WRITTEN EXERCISE: Please reproduce word for word the passage of the forum post on old sound recording copyright below, starting at "Mike Gebert wrote:Hey, I'm" and ending at "the like is.".

[START OF DOCUMENT SECTION]

Mike Gebert wrote:Hey, I'm working on a personal video project that has to do with old-timey Texas, and I want to use a little bit of 20s or 30s country music. And because of the small chance of commercial application for what I'm doing, I'd just as soon use something public domain, which I have to think a lot of that kind of music found on Proper boxes and the like is.
The question is, how do I determine that? I really have no idea how you verify such a thing. Any tips from our resident folks who deal with copyright on a regular basis?
Oh my. Sound recording copyright is a very big can of worms, much more so than other media. The reason: sound recordings couldn't actually be *registered* for copyright until February 1972. Before that point, recordings were *understood* to be protected via common law or a complex web of state laws. And thanks to every collector's best pal Sonny Bono all pre-1972 American recordings (at least) are under copyright protection until 2067. Doesn't matter if it's a Columbia cylinder from 1894 or a Carole King album from 1971. [Of course, there are small companies from the 20s and 30s, like Emerson, Grey Gull, Arto, and Hit of the Week that almost certainly have no successor corporation and no one who would bother to sue, but those labels probably don't have much material that you're looking for.]
In other countries the situation is better. Canada has a limit of 50 years of copyright protection for sound recordings; the EU had a 50 year limit until recently, but thankfully material that's already PD won't be retroactively protected AFAIK. Here's some useful data.

[END OF DOCUMENT SECTION]
[START OF STORED ROWS]

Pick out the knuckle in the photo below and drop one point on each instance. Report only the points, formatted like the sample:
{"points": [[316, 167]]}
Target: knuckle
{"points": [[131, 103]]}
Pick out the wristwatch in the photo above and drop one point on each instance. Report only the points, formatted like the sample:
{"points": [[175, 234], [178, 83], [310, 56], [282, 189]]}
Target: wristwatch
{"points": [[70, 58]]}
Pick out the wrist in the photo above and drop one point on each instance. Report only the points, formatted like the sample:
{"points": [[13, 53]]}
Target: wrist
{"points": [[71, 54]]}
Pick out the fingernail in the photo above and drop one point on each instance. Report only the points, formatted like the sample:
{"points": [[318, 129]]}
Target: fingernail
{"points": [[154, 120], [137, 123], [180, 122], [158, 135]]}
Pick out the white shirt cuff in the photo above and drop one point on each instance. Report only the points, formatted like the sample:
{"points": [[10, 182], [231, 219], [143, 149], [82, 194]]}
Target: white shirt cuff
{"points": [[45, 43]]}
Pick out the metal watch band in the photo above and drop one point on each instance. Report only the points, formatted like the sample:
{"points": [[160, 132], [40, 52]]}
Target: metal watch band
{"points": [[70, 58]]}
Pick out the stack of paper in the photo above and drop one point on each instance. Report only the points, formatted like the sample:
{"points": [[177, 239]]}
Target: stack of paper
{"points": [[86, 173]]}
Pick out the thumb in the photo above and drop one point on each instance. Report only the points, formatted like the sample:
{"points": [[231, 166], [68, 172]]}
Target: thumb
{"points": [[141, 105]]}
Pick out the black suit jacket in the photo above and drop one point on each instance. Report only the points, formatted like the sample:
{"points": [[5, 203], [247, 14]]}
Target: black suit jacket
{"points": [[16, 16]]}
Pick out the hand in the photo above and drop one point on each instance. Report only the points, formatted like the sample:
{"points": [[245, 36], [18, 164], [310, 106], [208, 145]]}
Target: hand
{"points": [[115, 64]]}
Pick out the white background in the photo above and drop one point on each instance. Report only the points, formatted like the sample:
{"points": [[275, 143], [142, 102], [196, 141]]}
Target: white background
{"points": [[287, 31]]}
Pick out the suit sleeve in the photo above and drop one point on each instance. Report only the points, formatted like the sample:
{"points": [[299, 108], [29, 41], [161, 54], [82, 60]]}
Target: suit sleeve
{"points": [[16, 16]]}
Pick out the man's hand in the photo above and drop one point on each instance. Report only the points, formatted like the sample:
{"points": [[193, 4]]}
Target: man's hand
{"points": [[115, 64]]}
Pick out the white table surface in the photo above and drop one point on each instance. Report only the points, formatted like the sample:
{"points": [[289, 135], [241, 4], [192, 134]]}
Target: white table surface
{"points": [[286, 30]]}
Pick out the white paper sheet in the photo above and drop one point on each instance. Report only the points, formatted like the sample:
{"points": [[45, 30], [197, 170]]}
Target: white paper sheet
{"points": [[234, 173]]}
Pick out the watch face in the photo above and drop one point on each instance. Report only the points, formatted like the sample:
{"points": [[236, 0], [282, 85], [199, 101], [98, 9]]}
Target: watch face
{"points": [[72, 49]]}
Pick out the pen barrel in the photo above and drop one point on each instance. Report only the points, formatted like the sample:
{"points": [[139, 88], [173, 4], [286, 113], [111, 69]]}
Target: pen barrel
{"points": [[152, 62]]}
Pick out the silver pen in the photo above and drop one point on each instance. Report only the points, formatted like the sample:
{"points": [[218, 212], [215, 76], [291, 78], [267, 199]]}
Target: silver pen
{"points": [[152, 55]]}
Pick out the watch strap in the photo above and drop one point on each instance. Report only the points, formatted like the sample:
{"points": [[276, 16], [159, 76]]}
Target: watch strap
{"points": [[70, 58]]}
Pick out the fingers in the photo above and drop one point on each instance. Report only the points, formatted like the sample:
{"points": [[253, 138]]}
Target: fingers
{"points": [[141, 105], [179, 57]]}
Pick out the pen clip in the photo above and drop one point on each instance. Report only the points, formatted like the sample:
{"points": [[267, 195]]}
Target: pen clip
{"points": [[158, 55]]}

[END OF STORED ROWS]

FULL ANSWER:
Mike Gebert wrote:Hey, I'm working on a personal video project that has to do with old-timey Texas, and I want to use a little bit of 20s or 30s country music. And because of the small chance of commercial application for what I'm doing, I'd just as soon use something public domain, which I have to think a lot of that kind of music found on Proper boxes and the like is.